| MATERIAL PROVIDED |

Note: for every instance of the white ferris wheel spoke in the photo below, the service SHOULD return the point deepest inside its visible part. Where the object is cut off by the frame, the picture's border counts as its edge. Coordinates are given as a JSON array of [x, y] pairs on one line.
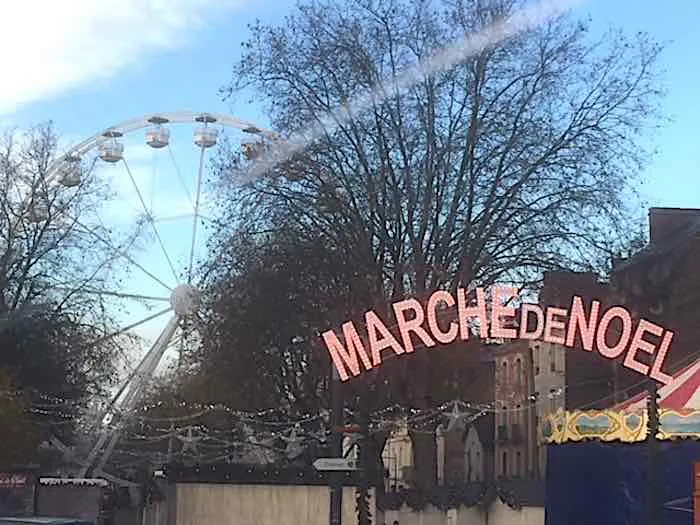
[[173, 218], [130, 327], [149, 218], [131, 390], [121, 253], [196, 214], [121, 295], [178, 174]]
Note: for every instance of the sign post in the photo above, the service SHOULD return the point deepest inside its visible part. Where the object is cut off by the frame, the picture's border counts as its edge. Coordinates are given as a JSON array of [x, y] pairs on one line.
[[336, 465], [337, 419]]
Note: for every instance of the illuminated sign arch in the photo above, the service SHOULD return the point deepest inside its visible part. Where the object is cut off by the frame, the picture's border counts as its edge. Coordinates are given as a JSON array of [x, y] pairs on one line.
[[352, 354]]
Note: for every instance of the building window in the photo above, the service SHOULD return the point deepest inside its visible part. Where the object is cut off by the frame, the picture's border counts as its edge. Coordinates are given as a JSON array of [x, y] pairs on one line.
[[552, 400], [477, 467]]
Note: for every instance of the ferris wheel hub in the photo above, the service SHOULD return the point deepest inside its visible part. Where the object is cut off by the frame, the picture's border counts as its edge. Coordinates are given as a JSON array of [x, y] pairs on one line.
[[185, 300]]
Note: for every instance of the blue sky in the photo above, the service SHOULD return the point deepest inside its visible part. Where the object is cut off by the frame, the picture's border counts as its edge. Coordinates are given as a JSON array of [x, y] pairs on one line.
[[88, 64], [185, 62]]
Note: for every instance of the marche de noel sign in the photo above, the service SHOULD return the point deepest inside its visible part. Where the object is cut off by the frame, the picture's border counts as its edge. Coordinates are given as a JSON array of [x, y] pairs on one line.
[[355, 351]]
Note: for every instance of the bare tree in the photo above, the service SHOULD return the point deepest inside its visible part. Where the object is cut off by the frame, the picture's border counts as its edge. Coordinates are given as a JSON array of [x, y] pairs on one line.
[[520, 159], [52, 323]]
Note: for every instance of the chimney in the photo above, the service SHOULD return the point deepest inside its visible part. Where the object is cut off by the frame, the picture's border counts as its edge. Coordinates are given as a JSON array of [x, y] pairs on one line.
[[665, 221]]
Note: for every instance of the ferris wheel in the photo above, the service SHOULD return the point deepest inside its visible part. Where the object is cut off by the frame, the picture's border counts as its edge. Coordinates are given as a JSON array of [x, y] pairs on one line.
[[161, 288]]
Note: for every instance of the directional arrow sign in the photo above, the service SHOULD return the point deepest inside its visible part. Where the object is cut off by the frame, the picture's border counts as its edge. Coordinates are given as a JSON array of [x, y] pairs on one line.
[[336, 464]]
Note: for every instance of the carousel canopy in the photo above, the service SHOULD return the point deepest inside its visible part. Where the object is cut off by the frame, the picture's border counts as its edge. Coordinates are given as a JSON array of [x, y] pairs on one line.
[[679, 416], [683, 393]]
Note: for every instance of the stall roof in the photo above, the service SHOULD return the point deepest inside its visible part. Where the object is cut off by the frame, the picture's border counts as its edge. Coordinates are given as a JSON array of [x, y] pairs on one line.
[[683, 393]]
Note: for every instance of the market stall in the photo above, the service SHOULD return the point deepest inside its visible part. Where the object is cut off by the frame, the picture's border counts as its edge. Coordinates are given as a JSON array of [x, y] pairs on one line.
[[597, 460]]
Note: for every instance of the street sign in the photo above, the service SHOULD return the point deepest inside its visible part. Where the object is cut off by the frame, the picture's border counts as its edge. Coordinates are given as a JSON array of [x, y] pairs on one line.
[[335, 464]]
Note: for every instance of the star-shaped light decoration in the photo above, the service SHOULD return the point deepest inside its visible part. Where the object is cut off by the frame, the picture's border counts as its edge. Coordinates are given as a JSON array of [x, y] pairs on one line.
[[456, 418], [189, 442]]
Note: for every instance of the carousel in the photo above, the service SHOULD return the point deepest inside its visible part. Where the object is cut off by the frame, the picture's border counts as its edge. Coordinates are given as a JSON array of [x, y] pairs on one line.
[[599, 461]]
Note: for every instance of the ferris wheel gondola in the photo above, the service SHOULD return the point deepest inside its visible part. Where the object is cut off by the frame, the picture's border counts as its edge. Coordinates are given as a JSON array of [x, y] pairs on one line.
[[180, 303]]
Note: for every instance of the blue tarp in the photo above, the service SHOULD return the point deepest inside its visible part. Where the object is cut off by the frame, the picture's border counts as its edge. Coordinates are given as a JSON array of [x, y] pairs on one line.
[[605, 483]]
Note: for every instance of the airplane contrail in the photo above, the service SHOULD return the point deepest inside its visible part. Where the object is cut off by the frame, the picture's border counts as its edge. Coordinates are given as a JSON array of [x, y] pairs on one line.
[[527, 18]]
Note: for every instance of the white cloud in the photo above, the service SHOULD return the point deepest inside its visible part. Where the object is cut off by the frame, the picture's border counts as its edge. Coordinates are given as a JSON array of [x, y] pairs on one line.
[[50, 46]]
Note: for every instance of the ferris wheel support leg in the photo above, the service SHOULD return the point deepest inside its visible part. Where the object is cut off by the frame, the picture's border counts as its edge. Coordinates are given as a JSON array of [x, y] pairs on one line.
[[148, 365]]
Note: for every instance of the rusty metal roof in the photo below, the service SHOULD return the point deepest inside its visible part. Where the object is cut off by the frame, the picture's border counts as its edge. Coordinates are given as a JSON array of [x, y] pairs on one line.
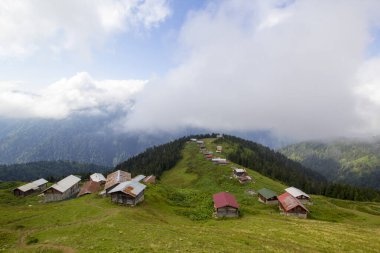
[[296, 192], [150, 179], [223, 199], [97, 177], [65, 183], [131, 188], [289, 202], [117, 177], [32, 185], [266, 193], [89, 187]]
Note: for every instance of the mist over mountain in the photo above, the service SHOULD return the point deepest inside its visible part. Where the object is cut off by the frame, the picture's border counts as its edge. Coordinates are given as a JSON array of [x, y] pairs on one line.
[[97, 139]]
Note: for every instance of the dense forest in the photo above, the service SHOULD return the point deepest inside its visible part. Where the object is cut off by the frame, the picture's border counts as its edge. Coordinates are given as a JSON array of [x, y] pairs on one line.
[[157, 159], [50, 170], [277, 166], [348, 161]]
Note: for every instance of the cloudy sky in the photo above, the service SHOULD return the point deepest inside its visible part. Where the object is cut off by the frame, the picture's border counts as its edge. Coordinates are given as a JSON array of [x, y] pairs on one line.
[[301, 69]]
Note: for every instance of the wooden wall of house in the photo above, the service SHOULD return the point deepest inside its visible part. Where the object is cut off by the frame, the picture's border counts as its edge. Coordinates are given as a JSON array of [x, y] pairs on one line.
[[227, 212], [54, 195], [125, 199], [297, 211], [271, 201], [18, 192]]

--

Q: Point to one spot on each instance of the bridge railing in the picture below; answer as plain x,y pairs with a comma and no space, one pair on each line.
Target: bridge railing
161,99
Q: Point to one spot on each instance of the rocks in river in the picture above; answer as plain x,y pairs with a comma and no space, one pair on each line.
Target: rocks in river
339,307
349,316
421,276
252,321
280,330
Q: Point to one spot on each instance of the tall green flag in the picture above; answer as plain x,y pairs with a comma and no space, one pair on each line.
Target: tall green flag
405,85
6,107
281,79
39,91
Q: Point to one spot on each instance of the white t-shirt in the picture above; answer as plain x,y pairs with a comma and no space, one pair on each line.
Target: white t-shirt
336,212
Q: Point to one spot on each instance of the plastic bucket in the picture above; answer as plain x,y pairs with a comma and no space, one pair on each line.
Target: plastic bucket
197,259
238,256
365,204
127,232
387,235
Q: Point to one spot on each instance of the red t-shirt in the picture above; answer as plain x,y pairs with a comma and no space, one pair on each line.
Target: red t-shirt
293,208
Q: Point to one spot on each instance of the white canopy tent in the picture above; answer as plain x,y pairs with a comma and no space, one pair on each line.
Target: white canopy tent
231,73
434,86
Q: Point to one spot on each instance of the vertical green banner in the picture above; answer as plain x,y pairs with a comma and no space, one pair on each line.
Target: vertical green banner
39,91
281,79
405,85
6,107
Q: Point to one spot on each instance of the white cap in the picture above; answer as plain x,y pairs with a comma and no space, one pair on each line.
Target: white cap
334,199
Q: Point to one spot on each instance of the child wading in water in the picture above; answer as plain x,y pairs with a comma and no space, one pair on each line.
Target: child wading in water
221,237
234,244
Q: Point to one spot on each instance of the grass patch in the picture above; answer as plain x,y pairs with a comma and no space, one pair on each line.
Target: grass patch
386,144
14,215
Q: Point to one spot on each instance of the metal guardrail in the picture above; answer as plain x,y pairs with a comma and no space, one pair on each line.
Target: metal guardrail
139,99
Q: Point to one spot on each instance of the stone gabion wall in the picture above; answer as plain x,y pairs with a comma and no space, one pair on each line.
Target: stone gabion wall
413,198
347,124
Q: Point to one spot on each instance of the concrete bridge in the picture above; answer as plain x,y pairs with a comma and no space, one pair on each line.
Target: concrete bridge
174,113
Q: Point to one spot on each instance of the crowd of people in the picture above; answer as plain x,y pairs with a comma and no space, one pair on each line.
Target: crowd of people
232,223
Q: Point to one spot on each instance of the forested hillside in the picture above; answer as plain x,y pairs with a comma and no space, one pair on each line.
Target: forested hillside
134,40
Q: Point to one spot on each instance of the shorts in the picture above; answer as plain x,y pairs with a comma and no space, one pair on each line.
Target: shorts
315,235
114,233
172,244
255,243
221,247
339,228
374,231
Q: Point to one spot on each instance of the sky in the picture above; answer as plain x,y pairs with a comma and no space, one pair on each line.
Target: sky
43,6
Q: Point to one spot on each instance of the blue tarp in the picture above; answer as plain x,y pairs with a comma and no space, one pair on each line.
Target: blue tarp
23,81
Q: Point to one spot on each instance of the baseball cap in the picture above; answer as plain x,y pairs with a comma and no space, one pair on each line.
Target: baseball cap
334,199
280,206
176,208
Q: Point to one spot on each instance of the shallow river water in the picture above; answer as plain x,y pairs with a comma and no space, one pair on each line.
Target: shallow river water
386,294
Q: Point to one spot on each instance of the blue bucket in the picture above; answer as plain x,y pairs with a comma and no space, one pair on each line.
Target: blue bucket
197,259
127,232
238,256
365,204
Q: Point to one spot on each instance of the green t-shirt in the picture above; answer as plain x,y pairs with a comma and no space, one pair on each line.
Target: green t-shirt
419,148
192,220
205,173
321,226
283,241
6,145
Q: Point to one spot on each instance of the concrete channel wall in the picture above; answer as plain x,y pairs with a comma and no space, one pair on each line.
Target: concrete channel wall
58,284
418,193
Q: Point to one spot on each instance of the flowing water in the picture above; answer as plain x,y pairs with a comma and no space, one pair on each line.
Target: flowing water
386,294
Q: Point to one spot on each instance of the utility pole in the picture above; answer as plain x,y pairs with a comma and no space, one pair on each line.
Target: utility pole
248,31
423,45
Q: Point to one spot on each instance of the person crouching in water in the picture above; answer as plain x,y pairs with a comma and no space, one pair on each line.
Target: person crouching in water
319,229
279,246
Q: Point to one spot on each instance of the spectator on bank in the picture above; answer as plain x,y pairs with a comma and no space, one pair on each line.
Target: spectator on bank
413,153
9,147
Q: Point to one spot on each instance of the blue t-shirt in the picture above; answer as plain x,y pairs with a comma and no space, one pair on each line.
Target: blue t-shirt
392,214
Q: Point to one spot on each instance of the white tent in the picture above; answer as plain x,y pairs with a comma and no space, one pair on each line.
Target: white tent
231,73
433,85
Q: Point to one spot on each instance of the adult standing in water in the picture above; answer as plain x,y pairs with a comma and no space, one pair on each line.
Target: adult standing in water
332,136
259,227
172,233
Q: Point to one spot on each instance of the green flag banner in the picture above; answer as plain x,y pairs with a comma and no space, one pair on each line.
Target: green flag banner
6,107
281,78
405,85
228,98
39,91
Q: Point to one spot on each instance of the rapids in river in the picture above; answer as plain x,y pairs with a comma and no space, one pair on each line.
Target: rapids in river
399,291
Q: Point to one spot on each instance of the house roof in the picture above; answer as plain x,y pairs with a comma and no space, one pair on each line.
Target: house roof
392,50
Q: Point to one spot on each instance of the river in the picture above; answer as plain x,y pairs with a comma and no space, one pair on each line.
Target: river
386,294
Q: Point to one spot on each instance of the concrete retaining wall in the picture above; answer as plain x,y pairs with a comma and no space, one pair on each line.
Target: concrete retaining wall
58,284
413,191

| AIM OF THE TASK |
The expected answer is an exact copy of the lines above, beginning at the line with "Target: shorts" and ending at the line with "Q: Point to one spot on each instance of the baseball", with both ends in.

| RESULT BELOW |
Target: shorts
315,235
114,233
172,244
255,243
221,247
339,228
374,231
Q: Point to one spot on each instance of the sky in the picture above; answer as plain x,y pairs with a comma and no space, one pair on each line.
Target: sky
43,6
Q: Point to one spot on each instance of the blue tarp in the picture above; answer as plain x,y pairs with a comma and no space, one pair on each line.
Target: blue tarp
23,81
Q: Point to one spot on each instance of the baseball cap in the picture above; answer as plain x,y pairs with a comma and no space, one pair on each line.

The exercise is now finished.